▸ Data section

──────────────────────────────

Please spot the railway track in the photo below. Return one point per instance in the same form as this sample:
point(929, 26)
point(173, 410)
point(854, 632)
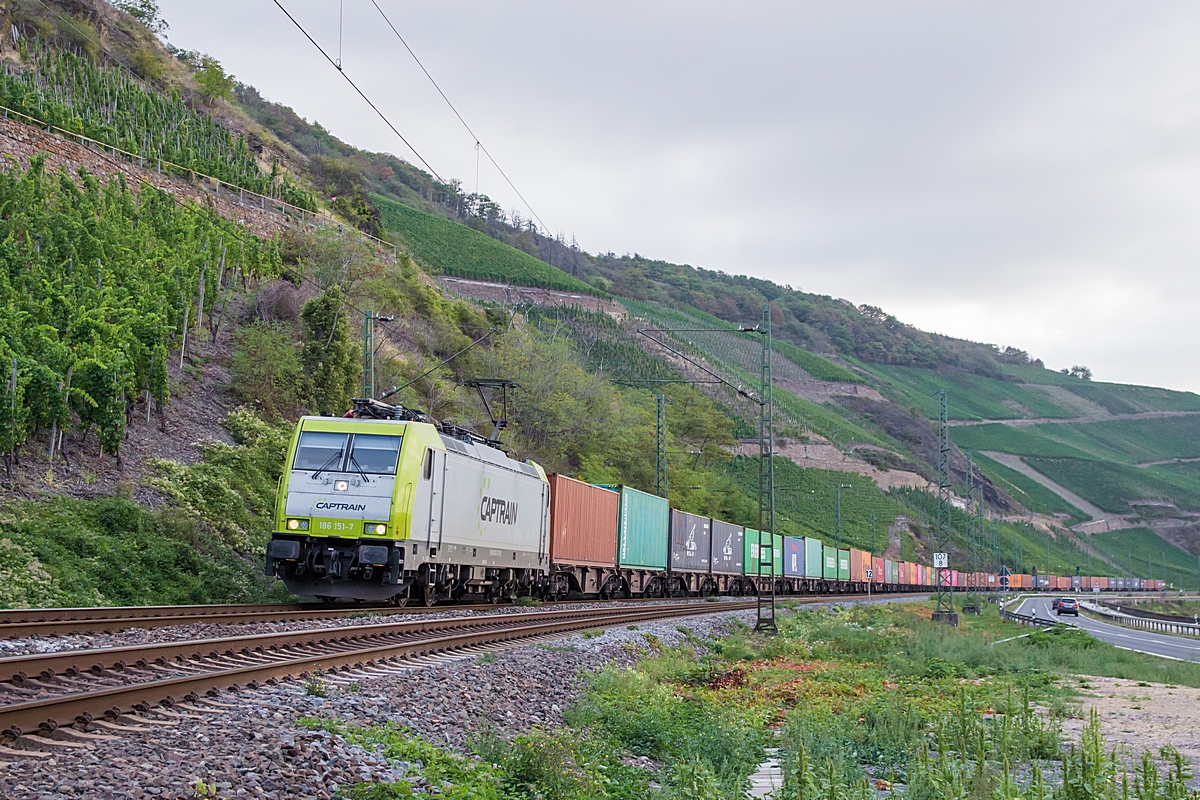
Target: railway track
point(45, 693)
point(55, 621)
point(70, 695)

──────────────────────────────

Transcribe the whole listing above exactly and leave out the pictures.

▸ Result of this exercise
Please spot the railway track in the photo below. Return one point per instance in the same form as this sample:
point(929, 26)
point(173, 410)
point(854, 632)
Target: railway track
point(45, 693)
point(55, 621)
point(70, 695)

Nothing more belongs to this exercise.